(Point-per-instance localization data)
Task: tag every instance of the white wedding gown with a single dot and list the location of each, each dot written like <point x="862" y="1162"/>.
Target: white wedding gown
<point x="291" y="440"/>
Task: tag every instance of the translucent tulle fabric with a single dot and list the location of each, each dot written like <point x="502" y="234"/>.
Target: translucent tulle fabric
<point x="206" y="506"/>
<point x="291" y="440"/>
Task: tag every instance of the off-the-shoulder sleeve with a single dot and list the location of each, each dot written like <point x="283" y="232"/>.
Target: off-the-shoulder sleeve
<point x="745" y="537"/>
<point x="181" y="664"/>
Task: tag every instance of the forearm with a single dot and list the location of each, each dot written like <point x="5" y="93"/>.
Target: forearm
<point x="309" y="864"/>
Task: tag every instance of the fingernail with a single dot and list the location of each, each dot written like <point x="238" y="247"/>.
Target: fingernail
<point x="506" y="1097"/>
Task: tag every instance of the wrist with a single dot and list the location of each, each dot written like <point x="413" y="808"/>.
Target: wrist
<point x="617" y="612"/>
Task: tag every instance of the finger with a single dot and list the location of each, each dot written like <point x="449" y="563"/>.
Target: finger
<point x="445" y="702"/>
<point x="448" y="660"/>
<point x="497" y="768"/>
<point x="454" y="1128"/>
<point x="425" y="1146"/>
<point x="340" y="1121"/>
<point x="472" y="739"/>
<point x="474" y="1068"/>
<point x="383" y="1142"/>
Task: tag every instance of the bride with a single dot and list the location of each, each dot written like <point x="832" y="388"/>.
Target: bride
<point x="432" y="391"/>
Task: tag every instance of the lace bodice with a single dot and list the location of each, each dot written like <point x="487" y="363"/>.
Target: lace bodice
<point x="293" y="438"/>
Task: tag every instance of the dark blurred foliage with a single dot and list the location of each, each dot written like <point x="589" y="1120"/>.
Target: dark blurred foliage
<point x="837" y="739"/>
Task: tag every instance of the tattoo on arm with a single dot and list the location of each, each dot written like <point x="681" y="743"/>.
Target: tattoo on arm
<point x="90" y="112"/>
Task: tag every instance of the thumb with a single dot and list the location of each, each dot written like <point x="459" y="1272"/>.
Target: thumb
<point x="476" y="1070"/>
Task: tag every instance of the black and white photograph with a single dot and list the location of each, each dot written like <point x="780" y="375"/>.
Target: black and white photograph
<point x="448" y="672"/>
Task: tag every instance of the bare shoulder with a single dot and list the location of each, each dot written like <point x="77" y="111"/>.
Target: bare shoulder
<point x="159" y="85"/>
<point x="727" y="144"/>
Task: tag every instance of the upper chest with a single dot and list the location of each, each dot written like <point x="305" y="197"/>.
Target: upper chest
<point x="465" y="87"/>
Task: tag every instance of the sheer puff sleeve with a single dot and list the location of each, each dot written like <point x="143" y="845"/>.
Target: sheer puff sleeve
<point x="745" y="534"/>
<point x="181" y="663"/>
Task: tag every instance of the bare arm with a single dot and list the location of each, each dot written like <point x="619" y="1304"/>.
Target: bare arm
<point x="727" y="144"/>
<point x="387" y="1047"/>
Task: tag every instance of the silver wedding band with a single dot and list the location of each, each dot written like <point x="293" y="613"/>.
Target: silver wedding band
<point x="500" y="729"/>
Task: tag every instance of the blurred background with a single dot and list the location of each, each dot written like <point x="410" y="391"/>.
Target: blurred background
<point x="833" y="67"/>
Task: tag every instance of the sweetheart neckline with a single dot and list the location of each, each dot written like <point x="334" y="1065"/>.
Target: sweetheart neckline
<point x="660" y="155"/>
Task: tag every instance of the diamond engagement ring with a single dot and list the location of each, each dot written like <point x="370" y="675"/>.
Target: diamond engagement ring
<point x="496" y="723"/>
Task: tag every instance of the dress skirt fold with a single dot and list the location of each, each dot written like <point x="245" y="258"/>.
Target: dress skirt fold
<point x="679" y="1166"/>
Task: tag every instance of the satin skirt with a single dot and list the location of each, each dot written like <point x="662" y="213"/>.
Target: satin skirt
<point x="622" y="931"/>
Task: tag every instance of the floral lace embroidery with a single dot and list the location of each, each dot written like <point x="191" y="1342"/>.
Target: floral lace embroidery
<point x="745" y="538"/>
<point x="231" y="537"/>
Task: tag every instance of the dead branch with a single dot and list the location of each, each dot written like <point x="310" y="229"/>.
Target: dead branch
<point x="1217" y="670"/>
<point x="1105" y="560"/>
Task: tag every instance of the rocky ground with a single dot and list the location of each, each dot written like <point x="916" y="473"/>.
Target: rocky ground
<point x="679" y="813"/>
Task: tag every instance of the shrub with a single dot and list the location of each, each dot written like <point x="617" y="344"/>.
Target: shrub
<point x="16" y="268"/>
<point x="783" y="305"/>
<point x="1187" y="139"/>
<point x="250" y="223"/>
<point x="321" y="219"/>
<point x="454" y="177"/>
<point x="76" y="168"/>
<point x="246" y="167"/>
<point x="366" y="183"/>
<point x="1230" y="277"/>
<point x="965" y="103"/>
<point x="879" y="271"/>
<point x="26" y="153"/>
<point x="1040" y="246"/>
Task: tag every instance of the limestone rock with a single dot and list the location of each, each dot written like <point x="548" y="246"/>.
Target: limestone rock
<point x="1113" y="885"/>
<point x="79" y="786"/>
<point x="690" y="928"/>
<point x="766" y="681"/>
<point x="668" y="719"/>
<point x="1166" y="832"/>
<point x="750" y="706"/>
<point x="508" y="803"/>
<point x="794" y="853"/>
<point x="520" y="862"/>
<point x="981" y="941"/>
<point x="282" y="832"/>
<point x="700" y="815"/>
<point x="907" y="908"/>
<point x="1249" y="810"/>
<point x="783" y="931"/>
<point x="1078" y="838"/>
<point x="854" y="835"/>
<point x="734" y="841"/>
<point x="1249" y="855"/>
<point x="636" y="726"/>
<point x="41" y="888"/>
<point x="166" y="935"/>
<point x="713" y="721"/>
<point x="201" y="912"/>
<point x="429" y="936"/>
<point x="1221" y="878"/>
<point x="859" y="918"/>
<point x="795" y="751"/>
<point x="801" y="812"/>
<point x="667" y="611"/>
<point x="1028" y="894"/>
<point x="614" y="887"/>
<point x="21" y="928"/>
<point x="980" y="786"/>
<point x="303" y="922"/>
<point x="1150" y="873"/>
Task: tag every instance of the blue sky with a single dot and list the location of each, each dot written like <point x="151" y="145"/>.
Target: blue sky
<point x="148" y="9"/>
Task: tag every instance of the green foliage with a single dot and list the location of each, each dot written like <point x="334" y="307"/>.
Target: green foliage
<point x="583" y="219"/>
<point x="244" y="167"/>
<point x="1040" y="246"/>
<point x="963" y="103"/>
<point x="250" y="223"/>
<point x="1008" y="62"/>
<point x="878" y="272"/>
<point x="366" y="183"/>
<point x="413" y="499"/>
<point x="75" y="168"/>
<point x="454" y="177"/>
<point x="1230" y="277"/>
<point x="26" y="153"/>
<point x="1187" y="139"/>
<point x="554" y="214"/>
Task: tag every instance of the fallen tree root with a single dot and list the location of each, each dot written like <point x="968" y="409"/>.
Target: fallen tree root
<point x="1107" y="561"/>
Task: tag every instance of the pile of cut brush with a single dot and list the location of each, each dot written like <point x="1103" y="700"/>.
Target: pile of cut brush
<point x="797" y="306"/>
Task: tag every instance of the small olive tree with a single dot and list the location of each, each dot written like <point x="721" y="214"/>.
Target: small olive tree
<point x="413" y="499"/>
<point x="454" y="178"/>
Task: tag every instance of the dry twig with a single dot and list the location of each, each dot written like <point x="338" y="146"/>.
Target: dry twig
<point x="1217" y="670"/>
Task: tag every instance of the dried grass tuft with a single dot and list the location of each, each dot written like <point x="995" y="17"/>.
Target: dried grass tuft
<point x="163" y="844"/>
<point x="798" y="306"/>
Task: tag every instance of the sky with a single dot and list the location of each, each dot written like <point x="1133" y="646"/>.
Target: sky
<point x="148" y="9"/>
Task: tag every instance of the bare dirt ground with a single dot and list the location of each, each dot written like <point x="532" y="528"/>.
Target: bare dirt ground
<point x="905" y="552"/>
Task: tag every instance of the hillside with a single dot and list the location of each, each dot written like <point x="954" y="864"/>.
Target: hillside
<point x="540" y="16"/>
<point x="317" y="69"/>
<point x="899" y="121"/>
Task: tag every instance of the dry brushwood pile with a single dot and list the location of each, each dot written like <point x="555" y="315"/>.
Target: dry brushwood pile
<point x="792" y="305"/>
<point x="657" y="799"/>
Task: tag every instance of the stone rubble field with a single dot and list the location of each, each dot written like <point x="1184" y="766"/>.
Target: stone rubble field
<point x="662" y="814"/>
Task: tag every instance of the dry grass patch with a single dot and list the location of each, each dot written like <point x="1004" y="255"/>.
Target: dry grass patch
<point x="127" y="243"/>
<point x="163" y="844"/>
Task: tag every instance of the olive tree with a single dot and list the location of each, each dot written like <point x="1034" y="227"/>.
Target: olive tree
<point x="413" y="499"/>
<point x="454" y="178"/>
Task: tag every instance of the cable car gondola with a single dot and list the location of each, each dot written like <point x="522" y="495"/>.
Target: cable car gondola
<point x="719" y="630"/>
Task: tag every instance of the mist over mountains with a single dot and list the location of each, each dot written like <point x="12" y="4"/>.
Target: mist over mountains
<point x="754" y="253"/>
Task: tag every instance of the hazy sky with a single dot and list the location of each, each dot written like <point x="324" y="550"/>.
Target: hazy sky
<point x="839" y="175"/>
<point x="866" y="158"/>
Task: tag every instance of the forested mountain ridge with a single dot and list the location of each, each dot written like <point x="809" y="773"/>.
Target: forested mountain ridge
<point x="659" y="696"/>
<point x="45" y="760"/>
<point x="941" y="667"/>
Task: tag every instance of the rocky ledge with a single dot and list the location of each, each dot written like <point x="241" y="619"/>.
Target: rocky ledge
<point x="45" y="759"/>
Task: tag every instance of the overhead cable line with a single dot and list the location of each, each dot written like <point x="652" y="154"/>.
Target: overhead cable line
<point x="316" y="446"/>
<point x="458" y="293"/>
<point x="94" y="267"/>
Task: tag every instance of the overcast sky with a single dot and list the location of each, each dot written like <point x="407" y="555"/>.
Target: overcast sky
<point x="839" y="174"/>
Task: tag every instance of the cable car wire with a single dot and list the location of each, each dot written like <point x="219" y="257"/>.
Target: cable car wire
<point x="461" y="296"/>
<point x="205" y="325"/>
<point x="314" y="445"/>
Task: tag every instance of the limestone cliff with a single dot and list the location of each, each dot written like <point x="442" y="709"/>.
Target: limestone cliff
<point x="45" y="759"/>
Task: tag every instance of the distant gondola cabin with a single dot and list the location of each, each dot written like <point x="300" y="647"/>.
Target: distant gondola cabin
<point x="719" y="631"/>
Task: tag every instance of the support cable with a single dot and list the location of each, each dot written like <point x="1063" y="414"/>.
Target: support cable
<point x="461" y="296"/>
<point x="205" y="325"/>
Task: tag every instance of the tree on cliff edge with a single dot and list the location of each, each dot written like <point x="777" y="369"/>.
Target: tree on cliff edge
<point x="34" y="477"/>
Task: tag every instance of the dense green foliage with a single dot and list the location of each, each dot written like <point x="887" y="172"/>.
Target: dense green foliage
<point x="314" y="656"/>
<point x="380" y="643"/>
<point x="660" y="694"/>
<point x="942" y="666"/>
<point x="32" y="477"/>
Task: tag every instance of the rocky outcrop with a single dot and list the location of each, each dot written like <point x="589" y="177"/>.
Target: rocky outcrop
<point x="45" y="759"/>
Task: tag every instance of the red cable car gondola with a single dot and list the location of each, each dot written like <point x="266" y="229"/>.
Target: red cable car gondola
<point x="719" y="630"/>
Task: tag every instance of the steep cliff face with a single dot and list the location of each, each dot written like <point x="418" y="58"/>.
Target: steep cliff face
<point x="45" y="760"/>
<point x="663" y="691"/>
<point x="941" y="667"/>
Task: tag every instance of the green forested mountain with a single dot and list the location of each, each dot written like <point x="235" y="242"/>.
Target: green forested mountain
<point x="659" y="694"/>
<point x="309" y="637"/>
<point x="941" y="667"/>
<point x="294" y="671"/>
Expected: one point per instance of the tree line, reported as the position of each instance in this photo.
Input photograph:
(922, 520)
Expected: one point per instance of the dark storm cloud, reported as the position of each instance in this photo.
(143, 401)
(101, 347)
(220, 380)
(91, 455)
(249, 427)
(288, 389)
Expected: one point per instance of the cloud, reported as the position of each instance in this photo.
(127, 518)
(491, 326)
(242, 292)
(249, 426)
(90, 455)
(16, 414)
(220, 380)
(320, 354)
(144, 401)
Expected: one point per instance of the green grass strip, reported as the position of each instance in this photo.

### TRY IT:
Look above for the line holding "Task: tag every instance of the cable car wire", then set down exactly that line and every line after it up to and including the line holding "Task: tag every instance of the limestone cliff", with nothing else.

### REPLY:
Task: tag every instance of the cable car wire with a single dot and list the location of each, each dot written like <point x="219" y="257"/>.
Target: cable car wire
<point x="461" y="296"/>
<point x="205" y="325"/>
<point x="314" y="445"/>
Task: tag every instance of the limestone cliff with a single dot and list the location of each, each dot written like <point x="442" y="709"/>.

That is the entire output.